(PROBLEM DESCRIPTION)
Retype the lines below exactly, from the one that contains "pin: the khaki" through the last, and leave every picture out.

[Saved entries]
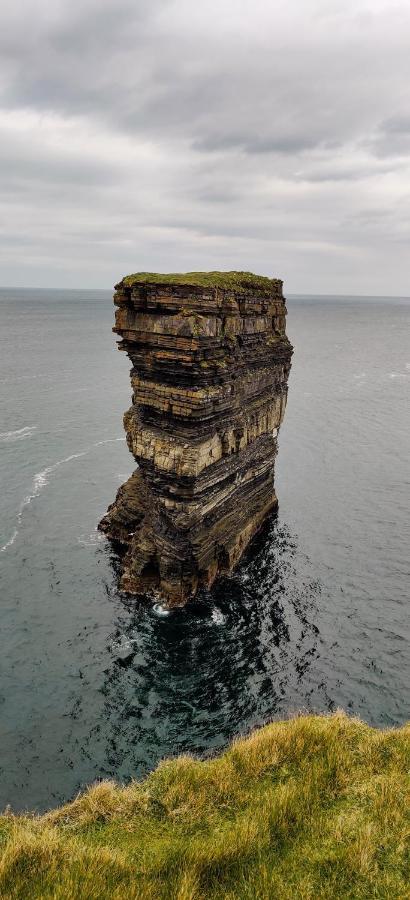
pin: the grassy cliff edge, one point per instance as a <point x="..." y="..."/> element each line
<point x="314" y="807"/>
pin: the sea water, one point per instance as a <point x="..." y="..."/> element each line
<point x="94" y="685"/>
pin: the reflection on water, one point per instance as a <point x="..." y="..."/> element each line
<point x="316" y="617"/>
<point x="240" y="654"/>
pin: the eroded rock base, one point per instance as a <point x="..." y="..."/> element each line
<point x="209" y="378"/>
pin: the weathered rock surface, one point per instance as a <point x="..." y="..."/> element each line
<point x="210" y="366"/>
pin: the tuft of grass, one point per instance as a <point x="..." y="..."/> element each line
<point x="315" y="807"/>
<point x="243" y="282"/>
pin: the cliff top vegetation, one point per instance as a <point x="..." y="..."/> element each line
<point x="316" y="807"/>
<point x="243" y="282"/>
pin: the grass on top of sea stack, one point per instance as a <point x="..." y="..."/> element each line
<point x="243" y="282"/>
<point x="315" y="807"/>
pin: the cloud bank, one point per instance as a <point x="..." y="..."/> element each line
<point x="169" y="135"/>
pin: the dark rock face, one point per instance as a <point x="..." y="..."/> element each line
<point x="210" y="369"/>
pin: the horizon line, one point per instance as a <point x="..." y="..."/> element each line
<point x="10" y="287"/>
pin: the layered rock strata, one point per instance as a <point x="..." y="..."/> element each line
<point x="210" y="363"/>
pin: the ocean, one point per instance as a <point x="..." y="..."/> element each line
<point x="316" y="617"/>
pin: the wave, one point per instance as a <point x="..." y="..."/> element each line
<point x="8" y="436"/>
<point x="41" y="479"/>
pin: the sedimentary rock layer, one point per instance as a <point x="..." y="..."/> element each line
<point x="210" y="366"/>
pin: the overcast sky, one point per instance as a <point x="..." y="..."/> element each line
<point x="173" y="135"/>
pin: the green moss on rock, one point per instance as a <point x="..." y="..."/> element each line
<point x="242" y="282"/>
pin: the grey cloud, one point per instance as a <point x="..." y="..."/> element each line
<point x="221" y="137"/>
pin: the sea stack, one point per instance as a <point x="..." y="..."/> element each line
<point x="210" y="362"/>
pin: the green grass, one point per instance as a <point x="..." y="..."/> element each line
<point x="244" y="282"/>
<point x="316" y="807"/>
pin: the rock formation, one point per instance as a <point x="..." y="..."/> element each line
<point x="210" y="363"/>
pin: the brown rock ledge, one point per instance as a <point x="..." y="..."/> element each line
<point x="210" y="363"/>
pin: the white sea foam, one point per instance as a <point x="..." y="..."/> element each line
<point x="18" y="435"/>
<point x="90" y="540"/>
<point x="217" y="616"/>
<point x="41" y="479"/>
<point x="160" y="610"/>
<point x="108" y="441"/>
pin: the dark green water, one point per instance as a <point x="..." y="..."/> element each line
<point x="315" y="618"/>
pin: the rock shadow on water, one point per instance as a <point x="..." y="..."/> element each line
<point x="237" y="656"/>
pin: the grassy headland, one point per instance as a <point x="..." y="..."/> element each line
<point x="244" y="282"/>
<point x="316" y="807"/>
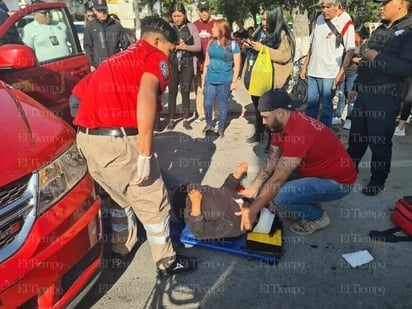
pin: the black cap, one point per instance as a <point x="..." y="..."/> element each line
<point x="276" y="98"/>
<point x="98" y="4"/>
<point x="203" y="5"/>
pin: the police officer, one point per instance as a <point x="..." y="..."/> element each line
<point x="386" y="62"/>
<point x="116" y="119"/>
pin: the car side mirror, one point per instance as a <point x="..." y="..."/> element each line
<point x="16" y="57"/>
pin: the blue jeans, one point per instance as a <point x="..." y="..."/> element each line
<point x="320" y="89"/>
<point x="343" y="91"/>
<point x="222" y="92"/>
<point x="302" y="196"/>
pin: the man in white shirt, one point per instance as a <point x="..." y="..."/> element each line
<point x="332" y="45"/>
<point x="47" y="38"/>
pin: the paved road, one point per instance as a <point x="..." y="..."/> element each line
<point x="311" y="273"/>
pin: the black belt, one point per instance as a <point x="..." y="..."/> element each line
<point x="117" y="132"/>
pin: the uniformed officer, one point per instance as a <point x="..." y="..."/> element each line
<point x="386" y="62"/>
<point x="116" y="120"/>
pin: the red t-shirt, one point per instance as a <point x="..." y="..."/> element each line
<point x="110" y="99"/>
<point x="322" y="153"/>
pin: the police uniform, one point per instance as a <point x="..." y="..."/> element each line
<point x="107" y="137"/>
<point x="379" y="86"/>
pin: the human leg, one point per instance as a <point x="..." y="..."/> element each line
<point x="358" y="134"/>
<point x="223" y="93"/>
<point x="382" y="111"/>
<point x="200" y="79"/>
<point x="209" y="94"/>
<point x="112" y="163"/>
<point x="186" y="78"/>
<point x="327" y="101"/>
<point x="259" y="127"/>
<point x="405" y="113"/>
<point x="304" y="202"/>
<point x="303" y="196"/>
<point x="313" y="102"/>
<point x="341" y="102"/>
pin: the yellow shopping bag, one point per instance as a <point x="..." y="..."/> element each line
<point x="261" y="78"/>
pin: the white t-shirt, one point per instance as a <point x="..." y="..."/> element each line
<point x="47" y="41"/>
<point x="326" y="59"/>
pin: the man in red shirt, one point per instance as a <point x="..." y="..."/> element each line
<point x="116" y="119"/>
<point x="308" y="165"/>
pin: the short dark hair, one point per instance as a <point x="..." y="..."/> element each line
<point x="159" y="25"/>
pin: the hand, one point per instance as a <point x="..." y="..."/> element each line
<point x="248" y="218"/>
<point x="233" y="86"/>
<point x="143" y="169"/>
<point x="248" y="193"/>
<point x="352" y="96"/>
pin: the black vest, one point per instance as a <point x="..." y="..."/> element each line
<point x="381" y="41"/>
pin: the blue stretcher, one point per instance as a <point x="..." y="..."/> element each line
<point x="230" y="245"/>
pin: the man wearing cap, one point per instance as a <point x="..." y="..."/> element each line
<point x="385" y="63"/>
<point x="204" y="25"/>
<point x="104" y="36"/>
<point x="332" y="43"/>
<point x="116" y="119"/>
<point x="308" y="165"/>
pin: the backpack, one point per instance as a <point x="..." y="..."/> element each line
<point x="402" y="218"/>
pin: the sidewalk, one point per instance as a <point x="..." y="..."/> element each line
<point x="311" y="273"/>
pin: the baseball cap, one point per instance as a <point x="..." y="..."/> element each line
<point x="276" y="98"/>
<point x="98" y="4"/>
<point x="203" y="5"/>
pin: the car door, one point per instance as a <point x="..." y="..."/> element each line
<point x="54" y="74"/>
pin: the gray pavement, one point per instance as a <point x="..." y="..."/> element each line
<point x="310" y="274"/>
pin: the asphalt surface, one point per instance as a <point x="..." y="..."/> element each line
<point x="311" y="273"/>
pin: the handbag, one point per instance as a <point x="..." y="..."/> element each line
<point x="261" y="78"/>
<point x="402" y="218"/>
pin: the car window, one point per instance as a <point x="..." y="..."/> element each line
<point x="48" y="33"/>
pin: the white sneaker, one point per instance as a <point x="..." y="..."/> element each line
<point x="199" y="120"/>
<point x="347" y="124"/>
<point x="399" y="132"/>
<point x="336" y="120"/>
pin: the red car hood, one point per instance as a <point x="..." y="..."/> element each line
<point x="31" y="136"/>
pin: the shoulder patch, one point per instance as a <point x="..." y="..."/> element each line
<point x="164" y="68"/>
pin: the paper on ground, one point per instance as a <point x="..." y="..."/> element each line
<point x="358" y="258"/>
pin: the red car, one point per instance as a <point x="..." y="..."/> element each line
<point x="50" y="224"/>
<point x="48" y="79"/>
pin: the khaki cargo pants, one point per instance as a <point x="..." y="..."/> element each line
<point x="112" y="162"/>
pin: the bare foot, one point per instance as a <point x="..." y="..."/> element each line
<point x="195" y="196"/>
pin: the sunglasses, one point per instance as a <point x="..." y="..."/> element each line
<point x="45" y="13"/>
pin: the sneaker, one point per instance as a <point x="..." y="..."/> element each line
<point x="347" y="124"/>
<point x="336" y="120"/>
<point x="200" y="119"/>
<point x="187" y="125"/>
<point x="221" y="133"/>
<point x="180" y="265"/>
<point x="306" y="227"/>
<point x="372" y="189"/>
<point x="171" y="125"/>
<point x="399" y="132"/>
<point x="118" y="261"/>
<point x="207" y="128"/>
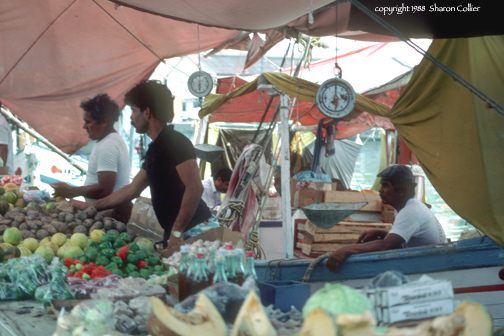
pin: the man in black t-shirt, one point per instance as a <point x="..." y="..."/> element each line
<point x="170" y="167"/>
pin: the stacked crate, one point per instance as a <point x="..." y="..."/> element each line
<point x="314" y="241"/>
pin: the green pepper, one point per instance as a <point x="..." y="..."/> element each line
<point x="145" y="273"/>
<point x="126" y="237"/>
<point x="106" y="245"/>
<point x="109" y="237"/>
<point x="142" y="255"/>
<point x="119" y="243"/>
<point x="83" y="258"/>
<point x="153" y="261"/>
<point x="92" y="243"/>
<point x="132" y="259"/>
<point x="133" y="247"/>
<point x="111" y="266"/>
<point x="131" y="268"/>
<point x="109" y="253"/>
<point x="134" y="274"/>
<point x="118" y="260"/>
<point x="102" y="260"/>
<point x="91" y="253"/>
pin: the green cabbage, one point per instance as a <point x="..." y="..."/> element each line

(ANSWER TO THE EXERCISE)
pin: the khaki cargo pants, one point per instance as a <point x="..." y="..."/> element each line
<point x="112" y="162"/>
pin: the bare foot, one point per instance as a <point x="..." y="..."/> element each line
<point x="195" y="196"/>
pin: the sunglasses, one point per instance as a <point x="..." y="..."/> element each line
<point x="45" y="13"/>
pin: the sneaker, one point per instance as a <point x="..." y="..."/> element each line
<point x="347" y="124"/>
<point x="336" y="120"/>
<point x="200" y="119"/>
<point x="187" y="125"/>
<point x="221" y="133"/>
<point x="180" y="265"/>
<point x="306" y="227"/>
<point x="372" y="189"/>
<point x="171" y="125"/>
<point x="399" y="132"/>
<point x="118" y="261"/>
<point x="207" y="128"/>
pin: the man in black t-shirt, one point per instance as a <point x="..." y="..."/> element each line
<point x="170" y="167"/>
pin: the stacked crate, one point per instance as a <point x="..." y="..."/> element each line
<point x="314" y="241"/>
pin: the green pepper, one point per instance as a <point x="..." y="..."/> element each line
<point x="145" y="273"/>
<point x="126" y="237"/>
<point x="106" y="245"/>
<point x="109" y="237"/>
<point x="142" y="255"/>
<point x="119" y="243"/>
<point x="83" y="258"/>
<point x="153" y="261"/>
<point x="92" y="243"/>
<point x="132" y="259"/>
<point x="133" y="247"/>
<point x="111" y="266"/>
<point x="131" y="268"/>
<point x="109" y="253"/>
<point x="134" y="274"/>
<point x="118" y="260"/>
<point x="102" y="260"/>
<point x="91" y="253"/>
pin: the green cabbage, one point per instance as a <point x="..." y="..."/> element each line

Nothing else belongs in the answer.